[TRECHO]
Quero dizer com isso
que os crimes, os atos delituosos, devem sim ser noticiados sem a menor sombra
de dúvida. Mas não os detalhes das operações policiais, o acompanhamento e
divulgação dessas operações e seus detalhes pela imprensa, o modo de agir dos
criminosos, as técnicas utilizadas para os assaltos, sequestros etc.
Assim, na maioria das
entrevistas sobre crimes, os integrantes de órgãos policiais ao serem
entrevistados, muitas vezes pelo despreparo, informam todos os detalhes "ao
vivo" e às vezes em "rede nacional", detalhes esses que deveriam possuir
características de sigilo para as investigações e que em nada levam de
proveitoso para a população.
Essas ocorrências
deveriam ser observadas pelas autoridades que se dizem entendedoras de segurança
pública e da operacionalidade policial e todas as questões nela envolvidas.
Seria importante que
os próprios organismos policiais divulgassem com maior freqüência suas Dicas de
Segurança para a população, com informações sobre locais mais perigosos da
cidade, cuidados a serem tomados, procedimentos utilizados pelos bandidos e como
a sociedade pode se defender disso tudo.
Verdadeiras aulas de
criminalidade
A televisão é vista
em todo o Brasil através de suas redes nacionais. Apenas por exemplo: quando um
crime é praticado em uma cidade do interior do Estado de São Paulo, e esse crime
é alvo de uma reportagem sensacionalista por parte da imprensa, o que ocorre
mesmo é a disseminação das técnicas utilizadas pelos marginais para a prática do
delito para todo o país, nas mais diferentes e distantes regiões brasileiras.
Ora, caso uma pessoa
já seja praticante de pequenos delitos em qualquer parte do país, vamos supor,
no interior de estados nordestinos, essa pessoa vai se "enriquecer" com os
conteúdos ministrados pela televisão, ou seja, todos os detalhes da prática
delituosa, horários, "modus operandi", formas que a polícia usou (ou não usou)

[OBJETIVO] Dê sequência ao trecho sobre a cobertura de crimes pela imprensa, começando logo depois de onde ele termina. Os itens não fazem falta aqui.

[ITENS FORNECIDOS]

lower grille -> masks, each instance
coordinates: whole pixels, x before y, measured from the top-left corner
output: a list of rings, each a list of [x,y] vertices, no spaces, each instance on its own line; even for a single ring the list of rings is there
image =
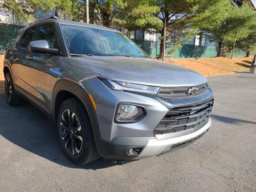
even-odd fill
[[[213,100],[171,109],[154,130],[155,135],[200,128],[210,118]]]

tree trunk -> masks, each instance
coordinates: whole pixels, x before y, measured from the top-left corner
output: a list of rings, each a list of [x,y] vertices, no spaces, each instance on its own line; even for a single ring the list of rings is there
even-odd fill
[[[164,55],[164,30],[162,30],[161,32],[161,38],[160,38],[160,58],[162,58]]]
[[[250,51],[248,51],[246,52],[246,57],[250,57]]]
[[[219,50],[218,50],[218,53],[217,53],[217,57],[224,57],[224,56],[226,56],[226,50],[225,49],[224,41],[223,39],[220,40],[218,42],[218,49],[219,49]]]

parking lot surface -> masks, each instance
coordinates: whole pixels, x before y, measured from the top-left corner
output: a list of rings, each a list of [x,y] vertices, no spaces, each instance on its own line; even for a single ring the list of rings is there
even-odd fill
[[[181,149],[118,165],[77,166],[54,124],[30,104],[0,95],[1,191],[256,191],[256,75],[208,78],[215,94],[209,132]]]

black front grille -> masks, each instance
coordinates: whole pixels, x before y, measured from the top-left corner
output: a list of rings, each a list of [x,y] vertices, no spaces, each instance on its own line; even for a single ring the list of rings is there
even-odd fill
[[[164,134],[200,128],[206,124],[212,111],[213,100],[203,103],[171,109],[158,124],[154,134]]]
[[[158,96],[161,98],[175,98],[199,95],[208,89],[207,84],[194,87],[162,87]]]

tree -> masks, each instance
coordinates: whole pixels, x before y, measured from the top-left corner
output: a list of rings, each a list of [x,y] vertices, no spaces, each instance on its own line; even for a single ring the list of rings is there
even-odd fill
[[[207,6],[193,23],[218,43],[217,56],[225,56],[236,39],[247,38],[252,30],[256,15],[250,5],[237,7],[229,0],[215,0],[216,6]]]
[[[255,51],[256,53],[256,31],[252,31],[246,38],[238,41],[236,47],[246,52],[247,57],[250,56],[252,51]]]
[[[153,0],[129,0],[126,8],[114,18],[118,26],[134,30],[146,30],[159,26],[158,18],[155,15],[160,11],[158,6],[153,5]]]
[[[192,19],[204,11],[207,6],[213,4],[209,0],[155,0],[155,5],[160,7],[160,12],[155,14],[160,20],[160,25],[155,29],[161,34],[162,56],[164,52],[165,22],[167,42],[174,44],[185,40],[188,36],[198,32],[198,28],[192,25]]]

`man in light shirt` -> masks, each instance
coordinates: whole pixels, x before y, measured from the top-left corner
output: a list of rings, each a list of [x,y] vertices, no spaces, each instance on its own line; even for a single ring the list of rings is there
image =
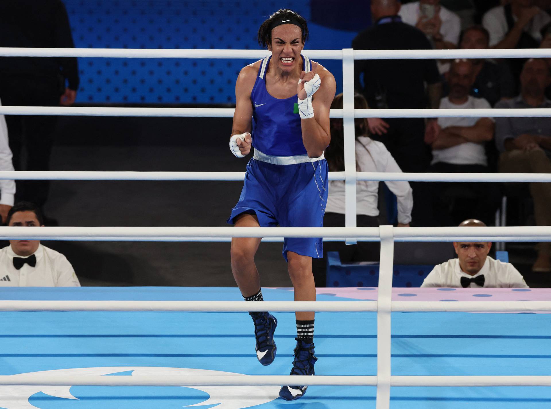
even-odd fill
[[[12,208],[7,221],[9,226],[43,226],[40,209],[21,201]],[[71,263],[65,256],[40,244],[38,240],[10,240],[0,250],[0,286],[80,287]]]
[[[0,102],[0,106],[2,102]],[[12,150],[9,149],[8,139],[8,127],[6,117],[0,115],[0,171],[13,171],[13,162]],[[15,197],[15,181],[3,179],[0,180],[0,217],[2,223],[6,222],[8,212],[13,206]]]
[[[469,60],[455,60],[447,76],[450,94],[440,101],[442,108],[488,108],[483,98],[469,95],[474,82]],[[435,128],[427,127],[425,141],[433,148],[430,171],[487,173],[490,171],[485,144],[494,135],[492,118],[439,118]],[[468,217],[491,220],[501,200],[495,183],[441,182],[431,187],[435,224],[455,226]]]
[[[485,227],[486,225],[471,219],[459,226]],[[423,282],[422,287],[528,288],[512,264],[488,257],[491,242],[454,242],[453,247],[457,258],[436,266]]]

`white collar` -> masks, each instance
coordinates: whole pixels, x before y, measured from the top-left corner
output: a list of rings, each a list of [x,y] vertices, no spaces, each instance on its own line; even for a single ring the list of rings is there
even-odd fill
[[[459,259],[456,259],[457,261],[455,263],[455,274],[457,274],[460,277],[466,277],[469,279],[473,279],[475,277],[478,277],[479,275],[482,275],[485,274],[487,274],[490,269],[490,261],[488,260],[489,258],[489,257],[487,256],[486,261],[484,261],[484,265],[482,266],[482,268],[480,269],[480,271],[474,275],[468,274],[461,270],[461,267],[459,265]]]

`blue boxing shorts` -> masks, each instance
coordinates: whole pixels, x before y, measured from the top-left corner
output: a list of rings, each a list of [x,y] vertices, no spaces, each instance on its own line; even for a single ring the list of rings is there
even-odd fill
[[[303,160],[309,159],[305,156]],[[251,159],[247,165],[243,190],[228,223],[234,224],[237,216],[250,213],[256,215],[262,227],[278,225],[283,227],[322,227],[327,203],[327,162],[322,156],[302,163],[276,164],[284,163],[283,160],[287,158],[297,157],[302,157],[280,159],[255,150],[255,158],[257,159]],[[322,239],[286,237],[283,250],[286,261],[288,251],[321,258],[323,257]]]

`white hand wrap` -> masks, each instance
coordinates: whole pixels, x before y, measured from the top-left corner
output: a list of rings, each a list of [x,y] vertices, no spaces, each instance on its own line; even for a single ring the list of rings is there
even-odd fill
[[[234,135],[230,138],[230,150],[231,151],[231,153],[234,154],[234,156],[236,156],[237,157],[245,157],[245,155],[239,150],[239,146],[237,146],[237,139],[241,139],[242,141],[245,141],[245,137],[246,135],[251,137],[251,134],[249,132],[245,132],[244,134]],[[252,141],[252,137],[251,141]]]
[[[299,84],[302,80],[299,80]],[[304,83],[304,90],[306,92],[306,97],[304,100],[298,100],[299,114],[300,118],[305,119],[309,118],[314,117],[314,108],[312,107],[312,96],[315,94],[316,91],[320,88],[321,85],[321,79],[318,74],[314,76],[314,78],[310,81]]]

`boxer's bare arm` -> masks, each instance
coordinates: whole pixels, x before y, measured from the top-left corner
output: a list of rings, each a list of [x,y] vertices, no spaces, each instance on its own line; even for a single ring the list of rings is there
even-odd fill
[[[235,112],[231,127],[231,135],[239,135],[251,132],[252,122],[252,104],[251,102],[251,92],[258,73],[260,61],[241,69],[235,83]],[[236,141],[240,151],[243,155],[247,155],[251,151],[250,135],[246,136],[245,140]]]
[[[329,110],[335,97],[337,85],[335,78],[329,71],[317,63],[313,63],[312,71],[302,77],[302,82],[309,81],[317,73],[321,80],[320,89],[312,97],[313,118],[301,120],[302,143],[310,157],[319,157],[331,141],[329,127]],[[301,84],[299,84],[299,97],[306,95]]]

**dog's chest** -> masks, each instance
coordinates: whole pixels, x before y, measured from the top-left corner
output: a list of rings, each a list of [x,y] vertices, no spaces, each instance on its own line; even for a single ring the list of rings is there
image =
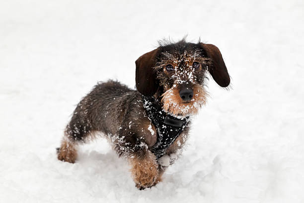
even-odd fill
[[[157,134],[156,142],[152,146],[151,151],[158,159],[184,130],[189,117],[177,118],[167,114],[153,102],[152,98],[144,97],[144,107]]]

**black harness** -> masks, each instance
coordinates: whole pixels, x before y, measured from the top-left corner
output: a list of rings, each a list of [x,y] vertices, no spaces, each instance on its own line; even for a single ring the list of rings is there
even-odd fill
[[[156,129],[157,140],[151,151],[158,159],[184,130],[189,116],[179,119],[167,114],[153,97],[143,96],[143,100],[148,116]]]

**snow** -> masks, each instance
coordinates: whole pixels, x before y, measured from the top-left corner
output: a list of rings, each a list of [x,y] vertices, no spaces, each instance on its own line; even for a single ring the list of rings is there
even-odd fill
[[[0,2],[0,202],[304,202],[301,0]],[[135,87],[157,40],[216,45],[232,78],[211,97],[163,182],[139,191],[104,139],[55,148],[98,81]]]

[RESPOSTA]
para o combate etc. Saberão o que "deu certo" e o que deu errado e assim poderão
melhorar seus esquemas criminosos.
"Material didático"
para o aprendizado ou aperfeiçoamento do crime!
Nesta semana mesmo
vimos na televisão as últimas técnicas da "saidinha bancária" empregadas em
alguns estados brasileiros, mas que logo estarão sendo aplicadas em praticamente
todos, porque foram muito bem explicadas pela televisão! É como se os telejornais e os programas
policiais, que tomam os principais horários, tivessem de forma implícita uma
seção "Aprenda as últimas novidades e pratique seu delito com mais qualidade".
Os programas
destinados à divulgação de ocorrências de crimes, sobre a área policial,
violência urbana etc. dão IBOPE, como se diz. E as emissoras, por defenderem
seus interesses econômicos e pela própria concorrência, usam e abusam do
sensacionalismo, com suas poucas exceções, é claro.
Assim, no atual
quadro se situação, não observamos ainda nenhuma autoridade se pronunciar sobre
o assunto. E em um ano político, pelo menos, seria por demais oportuno que o
tema fosse investigado, pois a persistir do jeito que está os "alunos" têm em
suas casas farto "material didático" para o aprendizado do crime, como
entrevistas, filmes, gravações, escutas, tios de golpe e de assaltos, modalidade
de roubos etc.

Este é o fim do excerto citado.